---------- RECORDS FOR THIS TASK ----------
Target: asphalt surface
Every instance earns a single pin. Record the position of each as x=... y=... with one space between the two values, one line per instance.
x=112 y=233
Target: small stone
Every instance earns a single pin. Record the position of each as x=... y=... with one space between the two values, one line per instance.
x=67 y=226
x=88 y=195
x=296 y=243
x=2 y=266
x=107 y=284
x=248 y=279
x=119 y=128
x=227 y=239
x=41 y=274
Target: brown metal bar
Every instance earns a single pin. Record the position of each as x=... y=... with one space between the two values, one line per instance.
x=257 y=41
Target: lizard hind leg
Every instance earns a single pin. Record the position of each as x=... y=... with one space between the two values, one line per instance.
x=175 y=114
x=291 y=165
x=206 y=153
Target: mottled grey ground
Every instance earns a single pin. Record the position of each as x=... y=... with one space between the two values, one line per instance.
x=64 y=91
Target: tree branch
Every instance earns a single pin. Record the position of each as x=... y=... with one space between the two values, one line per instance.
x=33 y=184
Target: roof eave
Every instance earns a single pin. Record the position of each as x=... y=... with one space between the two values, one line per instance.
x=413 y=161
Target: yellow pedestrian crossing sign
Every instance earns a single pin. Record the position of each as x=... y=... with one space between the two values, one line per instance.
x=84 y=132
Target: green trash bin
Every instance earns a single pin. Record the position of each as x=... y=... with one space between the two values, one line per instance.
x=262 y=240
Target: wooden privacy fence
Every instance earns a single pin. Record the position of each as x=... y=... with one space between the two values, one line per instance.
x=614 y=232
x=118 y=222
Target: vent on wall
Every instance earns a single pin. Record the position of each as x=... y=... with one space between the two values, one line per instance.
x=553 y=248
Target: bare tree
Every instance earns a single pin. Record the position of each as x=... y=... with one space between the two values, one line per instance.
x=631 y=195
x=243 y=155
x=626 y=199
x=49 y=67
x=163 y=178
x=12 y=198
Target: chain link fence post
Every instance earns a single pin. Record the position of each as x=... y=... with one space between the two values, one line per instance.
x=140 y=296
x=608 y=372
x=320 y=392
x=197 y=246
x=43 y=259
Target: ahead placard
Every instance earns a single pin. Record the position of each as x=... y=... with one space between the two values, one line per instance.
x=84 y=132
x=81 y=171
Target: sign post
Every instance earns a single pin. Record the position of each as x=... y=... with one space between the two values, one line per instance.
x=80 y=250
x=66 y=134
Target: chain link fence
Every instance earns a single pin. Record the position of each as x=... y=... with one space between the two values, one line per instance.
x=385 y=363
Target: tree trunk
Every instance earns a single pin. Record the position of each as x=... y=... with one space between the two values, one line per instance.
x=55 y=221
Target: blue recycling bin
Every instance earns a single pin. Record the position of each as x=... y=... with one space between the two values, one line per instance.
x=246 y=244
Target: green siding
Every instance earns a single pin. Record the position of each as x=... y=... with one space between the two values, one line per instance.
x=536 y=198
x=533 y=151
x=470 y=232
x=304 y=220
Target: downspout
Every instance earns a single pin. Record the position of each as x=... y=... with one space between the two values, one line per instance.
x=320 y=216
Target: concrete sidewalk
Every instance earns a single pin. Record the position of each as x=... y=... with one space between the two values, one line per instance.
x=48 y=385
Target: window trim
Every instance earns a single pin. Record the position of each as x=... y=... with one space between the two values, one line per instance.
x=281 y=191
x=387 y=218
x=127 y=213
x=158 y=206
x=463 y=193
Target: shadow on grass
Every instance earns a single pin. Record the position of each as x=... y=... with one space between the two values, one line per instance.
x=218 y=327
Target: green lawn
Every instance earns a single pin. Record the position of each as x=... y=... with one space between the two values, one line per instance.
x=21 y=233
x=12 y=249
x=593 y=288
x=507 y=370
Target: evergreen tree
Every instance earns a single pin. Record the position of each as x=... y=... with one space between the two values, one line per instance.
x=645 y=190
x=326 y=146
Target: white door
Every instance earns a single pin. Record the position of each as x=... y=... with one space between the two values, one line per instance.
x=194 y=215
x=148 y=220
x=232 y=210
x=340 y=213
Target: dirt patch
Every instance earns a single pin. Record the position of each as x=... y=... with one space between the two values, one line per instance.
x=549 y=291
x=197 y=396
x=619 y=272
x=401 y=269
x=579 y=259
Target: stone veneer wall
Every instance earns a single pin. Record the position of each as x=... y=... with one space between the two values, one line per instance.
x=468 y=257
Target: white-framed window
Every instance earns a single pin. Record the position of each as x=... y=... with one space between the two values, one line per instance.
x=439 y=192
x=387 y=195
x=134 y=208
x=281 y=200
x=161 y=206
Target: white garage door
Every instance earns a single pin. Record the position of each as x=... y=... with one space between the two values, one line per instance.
----------
WHAT YOU WILL DO: Each line from the top of the records down to the one with "Target: tree branch" must be retyped exactly; include both ends and nothing else.

EXERCISE OUTPUT:
Target: asphalt surface
Every instance earns a single pin. Record the position of each as x=... y=... with one space between the two values, one line per instance.
x=112 y=233
Target: small stone
Every instance earns a single pin. Record the position of each as x=... y=... with one space between the two values, one line per instance.
x=67 y=226
x=88 y=195
x=296 y=243
x=2 y=266
x=107 y=284
x=248 y=279
x=119 y=128
x=227 y=239
x=41 y=274
Target: brown metal bar
Every instance earns a single pin. Record the position of each as x=... y=... with one space between the two values, one line per instance.
x=257 y=41
Target: lizard hind leg
Every instance earns a single pin. Record the position of each as x=... y=... with one space between the two values, one line per instance.
x=175 y=114
x=291 y=165
x=206 y=153
Target: mottled grey ground
Every instance earns a single pin. Record the position of each as x=... y=... with one space between the two values, one line per instance.
x=64 y=91
Target: tree branch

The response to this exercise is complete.